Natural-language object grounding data
--*--

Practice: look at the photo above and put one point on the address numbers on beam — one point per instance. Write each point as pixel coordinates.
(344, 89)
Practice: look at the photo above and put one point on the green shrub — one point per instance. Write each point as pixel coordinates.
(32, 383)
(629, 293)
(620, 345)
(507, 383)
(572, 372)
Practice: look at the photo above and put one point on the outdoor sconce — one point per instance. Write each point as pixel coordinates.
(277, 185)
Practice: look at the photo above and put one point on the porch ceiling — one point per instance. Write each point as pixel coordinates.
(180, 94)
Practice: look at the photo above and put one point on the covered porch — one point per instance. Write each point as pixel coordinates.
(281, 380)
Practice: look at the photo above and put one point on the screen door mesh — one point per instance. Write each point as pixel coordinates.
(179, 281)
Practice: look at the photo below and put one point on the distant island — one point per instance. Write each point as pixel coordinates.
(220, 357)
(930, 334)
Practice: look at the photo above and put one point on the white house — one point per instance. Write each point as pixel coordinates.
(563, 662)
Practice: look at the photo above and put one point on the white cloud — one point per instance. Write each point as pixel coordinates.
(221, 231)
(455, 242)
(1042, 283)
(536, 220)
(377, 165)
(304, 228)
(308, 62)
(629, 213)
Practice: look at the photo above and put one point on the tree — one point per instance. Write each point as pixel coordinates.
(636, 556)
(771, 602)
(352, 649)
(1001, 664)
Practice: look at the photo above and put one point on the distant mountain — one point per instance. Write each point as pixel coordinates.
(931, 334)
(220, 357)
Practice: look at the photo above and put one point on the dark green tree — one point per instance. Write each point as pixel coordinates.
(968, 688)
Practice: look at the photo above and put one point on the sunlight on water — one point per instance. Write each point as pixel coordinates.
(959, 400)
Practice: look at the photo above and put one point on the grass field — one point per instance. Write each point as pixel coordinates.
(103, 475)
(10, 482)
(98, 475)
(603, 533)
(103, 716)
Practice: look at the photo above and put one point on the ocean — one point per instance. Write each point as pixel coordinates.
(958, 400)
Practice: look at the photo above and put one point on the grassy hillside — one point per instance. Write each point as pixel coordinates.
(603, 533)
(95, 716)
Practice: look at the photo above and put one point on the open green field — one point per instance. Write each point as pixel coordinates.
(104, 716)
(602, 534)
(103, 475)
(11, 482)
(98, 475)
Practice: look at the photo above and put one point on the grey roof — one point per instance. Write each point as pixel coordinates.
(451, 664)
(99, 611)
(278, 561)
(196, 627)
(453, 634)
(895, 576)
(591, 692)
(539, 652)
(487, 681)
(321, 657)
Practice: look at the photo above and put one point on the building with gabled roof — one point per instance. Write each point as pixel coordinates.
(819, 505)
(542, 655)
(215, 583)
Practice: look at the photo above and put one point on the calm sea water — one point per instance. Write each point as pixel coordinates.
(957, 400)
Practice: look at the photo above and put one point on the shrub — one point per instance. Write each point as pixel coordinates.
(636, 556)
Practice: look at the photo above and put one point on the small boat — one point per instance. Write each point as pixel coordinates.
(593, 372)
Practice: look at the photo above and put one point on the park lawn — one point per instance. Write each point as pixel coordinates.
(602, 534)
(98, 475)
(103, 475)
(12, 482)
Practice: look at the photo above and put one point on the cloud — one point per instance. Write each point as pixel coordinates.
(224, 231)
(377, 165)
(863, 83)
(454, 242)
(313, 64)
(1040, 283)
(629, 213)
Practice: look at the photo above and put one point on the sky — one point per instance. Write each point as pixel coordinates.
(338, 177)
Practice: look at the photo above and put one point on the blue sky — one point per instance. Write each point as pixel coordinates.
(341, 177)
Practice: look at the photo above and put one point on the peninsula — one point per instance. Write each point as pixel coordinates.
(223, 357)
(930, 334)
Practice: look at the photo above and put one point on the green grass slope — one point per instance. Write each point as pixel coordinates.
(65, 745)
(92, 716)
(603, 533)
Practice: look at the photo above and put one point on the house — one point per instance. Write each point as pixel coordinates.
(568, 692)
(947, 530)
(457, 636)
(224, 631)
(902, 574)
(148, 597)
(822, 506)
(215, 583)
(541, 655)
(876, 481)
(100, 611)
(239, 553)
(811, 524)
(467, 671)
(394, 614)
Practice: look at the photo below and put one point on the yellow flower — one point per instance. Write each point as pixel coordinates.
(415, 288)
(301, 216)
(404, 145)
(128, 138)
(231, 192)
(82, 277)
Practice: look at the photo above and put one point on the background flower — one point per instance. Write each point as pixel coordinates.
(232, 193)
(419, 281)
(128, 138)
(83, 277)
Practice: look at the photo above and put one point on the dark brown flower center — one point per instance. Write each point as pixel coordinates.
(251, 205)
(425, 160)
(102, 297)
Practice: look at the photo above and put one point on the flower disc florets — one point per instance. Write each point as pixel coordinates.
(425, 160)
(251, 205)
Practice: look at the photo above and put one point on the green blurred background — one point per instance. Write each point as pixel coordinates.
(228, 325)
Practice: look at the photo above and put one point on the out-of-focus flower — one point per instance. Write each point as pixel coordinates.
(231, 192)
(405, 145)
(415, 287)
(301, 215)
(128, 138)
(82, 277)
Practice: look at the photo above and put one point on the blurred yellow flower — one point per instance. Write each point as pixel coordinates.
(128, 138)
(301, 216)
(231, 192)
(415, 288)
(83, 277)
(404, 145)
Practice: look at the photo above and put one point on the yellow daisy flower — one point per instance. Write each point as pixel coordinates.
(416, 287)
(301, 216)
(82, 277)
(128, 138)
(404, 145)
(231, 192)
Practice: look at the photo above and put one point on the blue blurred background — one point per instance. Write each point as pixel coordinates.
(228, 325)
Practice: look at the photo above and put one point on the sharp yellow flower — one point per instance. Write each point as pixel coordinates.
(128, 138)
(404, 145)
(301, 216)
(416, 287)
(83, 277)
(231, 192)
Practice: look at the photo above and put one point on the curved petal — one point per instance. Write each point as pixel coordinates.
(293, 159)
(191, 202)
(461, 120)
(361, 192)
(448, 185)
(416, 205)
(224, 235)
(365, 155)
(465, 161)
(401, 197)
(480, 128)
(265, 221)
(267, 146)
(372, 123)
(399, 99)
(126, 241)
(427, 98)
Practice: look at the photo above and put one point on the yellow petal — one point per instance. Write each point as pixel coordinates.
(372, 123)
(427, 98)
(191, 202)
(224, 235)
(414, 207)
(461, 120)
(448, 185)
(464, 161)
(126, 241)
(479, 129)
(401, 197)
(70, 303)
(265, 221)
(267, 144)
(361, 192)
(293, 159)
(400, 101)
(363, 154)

--*--

The response should be an exact repeat of the data above.

Practice: look at the photo above and put one point on the address numbers on beam — one point per instance. Write each point as pixel coordinates.
(344, 89)
Practice: look at the photo above and put one point on the green shrub — one point per instance. Write each point as pixel coordinates.
(32, 383)
(629, 293)
(620, 345)
(507, 383)
(572, 372)
Practice: look at the photo above and put one point on the outdoor sconce — one point per instance. Write each point as pixel coordinates.
(277, 185)
Practice: look at the photo above and put one point on the porch ceiling — one point per instance. Write each point as pixel coordinates.
(180, 94)
Practice: look at the photo above and put one point on the covered porch — one point per instance. Write each point as pixel coordinates.
(281, 380)
Practice: look at the photo above and put one point on the screen door mesh — one point per instance. Write each point as pixel coordinates.
(179, 281)
Practice: look at the photo below and put one point on the distant island — one point per instance. Write each point as pixel coordinates.
(220, 357)
(930, 334)
Practice: look at the photo above and put one point on the white house — one point per instance. Write each point as pixel coordinates.
(563, 662)
Practice: look at the photo above and put one point on the white cloud — one point per instance. Write each point as pixel coordinates.
(221, 231)
(455, 242)
(1042, 283)
(536, 220)
(377, 165)
(304, 228)
(308, 62)
(629, 213)
Practice: look at the photo above and put one point on the tree — one point per instance. Write each point as pixel coordinates.
(636, 556)
(771, 602)
(352, 649)
(1001, 664)
Practice: look at the photo above and put one point on the distant mountain — one point per instance. Write each point as pixel coordinates.
(931, 334)
(220, 357)
Practice: look at the photo above and put one point on the dark green tree — one point per instance. Write each point as pixel coordinates.
(968, 688)
Practice: look at the photo above and put one point on the sunlight on water — one point per instance. Write each point as pixel coordinates.
(959, 400)
Practice: look at the photo above and put one point on the grass field — one point per instance. Write each point as pixel coordinates.
(103, 475)
(10, 482)
(98, 475)
(603, 533)
(103, 716)
Practice: look at the photo above and put one point on the ocean — one point per instance. Write each point as pixel coordinates.
(958, 400)
Practice: look at the photo above and put one point on the grassy hillside — one point per instance. Write each point as pixel coordinates.
(603, 533)
(95, 716)
Practice: look at the photo above and put one point on the open green field — one point per instance. Write each point as pixel coordinates.
(104, 716)
(602, 534)
(103, 475)
(11, 482)
(98, 475)
Practice: look at the photo above and put one point on the grey roof — one point per instance. Write each point as pixel coordinates.
(451, 664)
(99, 611)
(278, 561)
(196, 627)
(453, 634)
(895, 576)
(591, 692)
(539, 652)
(487, 681)
(321, 657)
Practice: look at the photo above and put one point on the building with gabled roof — one point per instance. Write each point as pixel coordinates.
(819, 505)
(542, 655)
(215, 583)
Practice: look at the photo above and put one point on the calm sea water — one point per instance. Write each point as pixel coordinates.
(957, 400)
Practice: look at the photo above and put one point on the shrub — one point per instance. Write each point as pixel coordinates.
(636, 556)
Practice: look at the photo above and put one point on the small boat — one point per instance. Write each point as pixel coordinates.
(593, 372)
Practice: look at the photo above and put one point on the park lawn — one point per instance. Write each point as pixel coordinates.
(602, 534)
(98, 475)
(103, 475)
(12, 482)
Practice: look at the photo above and put one point on the cloud — one point per instance. Write each point as pixel coordinates.
(224, 231)
(377, 165)
(863, 83)
(454, 242)
(313, 64)
(1040, 283)
(629, 213)
Practice: look at the photo above and put one point on the sky — one point per instance. Write each point as pixel coordinates.
(338, 177)
Practice: look at the photo above and put one point on the blue sky — one point per instance. Write each point as pixel coordinates.
(341, 177)
Practice: look at the photo above and put one point on the peninsula — one point per instance. Write each point as pixel coordinates.
(223, 357)
(930, 334)
Practice: look at the photo above and put one point on the green grass slope — one point per instance. Write each point as pixel coordinates.
(65, 745)
(92, 716)
(603, 533)
Practice: look at the photo above and put one point on the house — one point per instance. Write each point as pixel coordinates.
(568, 692)
(947, 530)
(457, 636)
(224, 631)
(902, 574)
(148, 597)
(822, 506)
(215, 583)
(541, 655)
(876, 481)
(100, 611)
(239, 553)
(811, 524)
(467, 671)
(394, 614)
Practice: look at the photo below and put one point on the yellow flower — one point per instance. Write each point as pixel coordinates.
(415, 288)
(301, 216)
(404, 145)
(128, 138)
(231, 192)
(82, 277)
Practice: look at the photo above and put one point on the background flower — one point per instance. Write each point as pixel coordinates.
(232, 193)
(419, 281)
(128, 138)
(83, 277)
Practice: look at the photo above and put one point on the dark brown flower center — one point per instance. Write each point as pixel coordinates.
(251, 205)
(425, 160)
(102, 297)
Practice: look at the photo above and put one point on the flower disc florets — one point per instance. Write each point as pixel coordinates.
(425, 160)
(251, 205)
Practice: look at the photo above and put one point on the green blurred background — one point per instance. Write each point as pixel coordinates.
(228, 325)
Practice: look at the photo above and put one point on the out-of-focus flower — one point per instance. Write each point as pixel coordinates.
(231, 192)
(405, 145)
(415, 287)
(301, 215)
(128, 138)
(82, 277)
Practice: look at the photo above and put one point on the blurred yellow flower — one point per instance. Write each point as pixel coordinates.
(128, 138)
(301, 216)
(231, 192)
(415, 288)
(83, 277)
(404, 145)
Practice: look at the photo above and put one point on the yellow daisy flower — one point per instance. Write each point as pixel coordinates.
(416, 287)
(301, 216)
(82, 277)
(128, 138)
(404, 145)
(231, 192)
Practice: look at the photo above and put one point on the blue blurred background — one point per instance. Write each point as pixel coordinates.
(228, 325)
Practice: look at the photo above and put one point on the sharp yellow flower — one point per instance. Write each point as pixel coordinates.
(128, 138)
(404, 145)
(301, 216)
(416, 287)
(83, 277)
(231, 192)
Practice: look at the photo above and put one point on the curved petal — one point per instance. Write each point as pixel coordinates.
(293, 159)
(191, 202)
(461, 120)
(361, 192)
(448, 185)
(416, 205)
(224, 235)
(365, 155)
(465, 161)
(401, 197)
(480, 128)
(265, 221)
(267, 146)
(372, 123)
(399, 99)
(126, 241)
(427, 98)
Practice: look at the photo above and put one point on the yellow petal — one point per instance. Write each point as pixel coordinates.
(372, 123)
(427, 98)
(191, 202)
(224, 235)
(414, 207)
(461, 120)
(448, 185)
(464, 161)
(126, 241)
(479, 129)
(401, 197)
(70, 303)
(265, 221)
(267, 144)
(361, 192)
(293, 159)
(400, 101)
(363, 154)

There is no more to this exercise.